• _REQUIREMENT_
Return the entries below in full. Keep every word as it is.

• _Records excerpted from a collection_
=== Begin Enclosure ===

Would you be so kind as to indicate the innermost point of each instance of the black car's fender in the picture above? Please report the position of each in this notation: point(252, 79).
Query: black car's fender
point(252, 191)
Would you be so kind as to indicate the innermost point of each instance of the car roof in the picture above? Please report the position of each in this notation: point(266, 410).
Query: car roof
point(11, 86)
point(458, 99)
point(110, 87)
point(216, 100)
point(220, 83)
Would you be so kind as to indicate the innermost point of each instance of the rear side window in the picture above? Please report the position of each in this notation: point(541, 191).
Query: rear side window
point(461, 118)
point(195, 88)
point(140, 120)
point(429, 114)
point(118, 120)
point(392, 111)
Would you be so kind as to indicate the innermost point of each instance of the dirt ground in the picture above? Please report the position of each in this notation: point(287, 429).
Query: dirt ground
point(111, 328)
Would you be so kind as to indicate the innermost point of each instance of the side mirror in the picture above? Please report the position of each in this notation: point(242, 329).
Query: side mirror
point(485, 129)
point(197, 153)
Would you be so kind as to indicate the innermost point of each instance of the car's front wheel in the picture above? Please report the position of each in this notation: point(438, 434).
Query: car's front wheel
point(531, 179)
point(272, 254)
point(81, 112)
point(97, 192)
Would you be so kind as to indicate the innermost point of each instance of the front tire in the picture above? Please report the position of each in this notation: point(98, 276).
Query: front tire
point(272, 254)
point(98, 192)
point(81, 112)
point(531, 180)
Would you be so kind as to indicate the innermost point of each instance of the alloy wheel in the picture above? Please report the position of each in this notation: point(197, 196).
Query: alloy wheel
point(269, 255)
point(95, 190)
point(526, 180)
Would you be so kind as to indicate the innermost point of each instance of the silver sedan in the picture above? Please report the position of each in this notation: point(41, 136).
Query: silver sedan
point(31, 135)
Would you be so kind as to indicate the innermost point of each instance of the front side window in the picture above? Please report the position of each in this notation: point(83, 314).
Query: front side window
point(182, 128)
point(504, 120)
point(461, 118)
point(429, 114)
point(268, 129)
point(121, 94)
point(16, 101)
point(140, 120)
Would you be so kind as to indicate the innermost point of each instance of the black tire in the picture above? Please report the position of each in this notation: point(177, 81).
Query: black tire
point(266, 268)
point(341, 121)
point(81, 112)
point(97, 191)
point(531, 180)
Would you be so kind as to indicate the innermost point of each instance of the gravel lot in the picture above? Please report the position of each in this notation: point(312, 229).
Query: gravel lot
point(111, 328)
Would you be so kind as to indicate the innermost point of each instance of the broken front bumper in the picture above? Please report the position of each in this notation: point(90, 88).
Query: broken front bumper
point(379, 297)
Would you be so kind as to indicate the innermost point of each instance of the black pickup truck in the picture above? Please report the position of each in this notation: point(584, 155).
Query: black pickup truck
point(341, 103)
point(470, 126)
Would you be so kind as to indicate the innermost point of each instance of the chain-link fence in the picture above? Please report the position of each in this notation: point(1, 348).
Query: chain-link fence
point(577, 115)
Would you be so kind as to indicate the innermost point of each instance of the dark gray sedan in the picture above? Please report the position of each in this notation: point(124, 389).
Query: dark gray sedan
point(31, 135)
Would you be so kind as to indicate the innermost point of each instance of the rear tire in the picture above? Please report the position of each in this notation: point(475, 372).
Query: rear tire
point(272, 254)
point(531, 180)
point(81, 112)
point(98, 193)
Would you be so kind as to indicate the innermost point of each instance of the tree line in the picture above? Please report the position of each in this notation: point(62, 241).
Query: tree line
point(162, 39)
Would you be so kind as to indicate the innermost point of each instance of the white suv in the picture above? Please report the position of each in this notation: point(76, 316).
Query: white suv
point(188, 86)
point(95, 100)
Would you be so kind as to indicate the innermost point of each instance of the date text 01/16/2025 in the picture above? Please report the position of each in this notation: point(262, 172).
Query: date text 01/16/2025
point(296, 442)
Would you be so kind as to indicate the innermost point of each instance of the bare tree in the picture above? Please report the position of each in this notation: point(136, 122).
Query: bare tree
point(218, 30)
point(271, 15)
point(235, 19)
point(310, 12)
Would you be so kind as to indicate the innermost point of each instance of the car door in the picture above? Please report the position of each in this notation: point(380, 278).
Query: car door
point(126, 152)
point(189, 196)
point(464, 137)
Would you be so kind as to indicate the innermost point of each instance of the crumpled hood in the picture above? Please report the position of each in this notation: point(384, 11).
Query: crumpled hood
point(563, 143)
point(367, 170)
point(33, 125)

=== End Enclosure ===

• _OUTPUT_
Would you be so kind as to indicate the innermost point of each instance of the black car's fender in the picture above? Please report the position of each in this notation: point(252, 79).
Query: black car's fender
point(252, 191)
Would you be so kind as to indicate the innermost point of each instance of the car roof in the picture above? Please report the position of each in this notation: point(266, 410).
Query: car roof
point(11, 86)
point(458, 99)
point(110, 87)
point(216, 100)
point(220, 83)
Would you be so kind as to indicate the innermost point of each instance of the rear side window in the picture above? Please report the position of each in this notation: point(541, 191).
Query: rear side window
point(461, 118)
point(195, 88)
point(140, 120)
point(429, 114)
point(118, 120)
point(392, 111)
Would you be so kind as to indicate the innermost point of each instance of the dirt ground in the picture above? Please report the position of each in this notation: point(287, 429).
Query: dirt ground
point(111, 328)
Would you be so kind as to indicate the innermost point of each instance of the side mirror in the picture above? Please report the position of each in this notation: point(242, 329).
Query: side mirror
point(485, 129)
point(197, 153)
Would you be so kind as to indicate the innermost point of each instance of the car's front wheel in the picture above? Please report the position of each in this notation: point(438, 434).
Query: car's front wheel
point(531, 179)
point(272, 254)
point(81, 112)
point(97, 192)
Would you be so kind as to indicate the innermost point of each instance of the front tire in the picture above? Please report the position of each in this notation: point(98, 276).
Query: front tire
point(272, 254)
point(98, 192)
point(81, 112)
point(531, 180)
Would you be so kind as to indicate the innermost point of each instance of the alloy wheel in the picture above? Please report the position of each in this notation: point(197, 196).
Query: alloy wheel
point(269, 255)
point(95, 190)
point(526, 180)
Would you be so kind as to indicate the innermost point of each instance of the silver sedan in the picture above? Please report the position of each in this notation: point(41, 136).
Query: silver sedan
point(31, 135)
Would you be so kind as to indicate the innermost point of each instance of the front side window in the picture above? Please report the position of each in this notation: point(83, 314).
Query: front side window
point(182, 128)
point(504, 120)
point(461, 118)
point(429, 114)
point(268, 129)
point(121, 94)
point(16, 101)
point(140, 120)
Would you be so kind as to indicate the innermost point of each instance of the black tire in the picture above? Please report the position of each in this notation: point(177, 81).
Query: black tire
point(266, 268)
point(341, 121)
point(81, 112)
point(97, 191)
point(531, 180)
Would you be so kind as to indicate the innermost point of each instance of the gravel lot in the picture above? Please report the position of each in this notation: point(312, 229).
Query: gravel lot
point(111, 328)
Would you be so kind as to indicate the innermost point of each instance of the broken front bumper in the picture above? Please report the position of each in this notation: point(90, 88).
Query: broken front bumper
point(379, 297)
Would you be so kind as to indicate the innermost point of each instance of the black pickup truck in the picture above? Please report the position of each in this notation: point(584, 155).
Query: black pickup truck
point(341, 103)
point(470, 126)
Would you be so kind as to indicate the innermost point of each instance of the chain-link fence in the picture above? Please report the position of each in this notation: point(1, 348).
Query: chain-link fence
point(577, 115)
Would you be so kind as to indicate the innermost point of each instance of the dark gray sedan in the picture above? Please report the position of each in this notation: point(124, 389).
Query: dark gray sedan
point(31, 135)
Would you be so kind as to indicate the innermost point of each instance of the rear tire in the picture above? Please report the position of each in this notation: point(475, 372).
Query: rear tire
point(272, 254)
point(531, 180)
point(81, 112)
point(98, 193)
Would you be so kind as to indicate the innermost point of each instance of the tree line in the picture above? Please report the position of each in this notation: point(62, 241).
Query: tree line
point(162, 39)
Would you be so kind as to indicate the innermost point of each instance of the white suv in the picture above? Please report the position of each in this notation: point(76, 316).
Query: white suv
point(188, 86)
point(95, 100)
Would you be so kind as to indicate the innermost point of each instance of the date text 01/16/2025 in the picture above? Please report the position of each in this notation: point(262, 172).
Query: date text 01/16/2025
point(296, 442)
Would you be so kind as to indicate the innermost point of each instance of the bare tree in the picture above? Please report the position of each in this notation: point(136, 122).
Query: bare tree
point(218, 30)
point(271, 15)
point(235, 19)
point(310, 12)
Would you be so kind as to indicate the innermost point of each instance of the car door in the picture above? Please report the position of each in this notation: point(380, 278).
Query: car door
point(126, 152)
point(189, 196)
point(464, 137)
Would you be so kind as to indicate the innermost point of each instance of the crumpled hood in the picture above? Please report the position of each in this notation: point(384, 11).
Query: crumpled hood
point(563, 143)
point(367, 170)
point(33, 125)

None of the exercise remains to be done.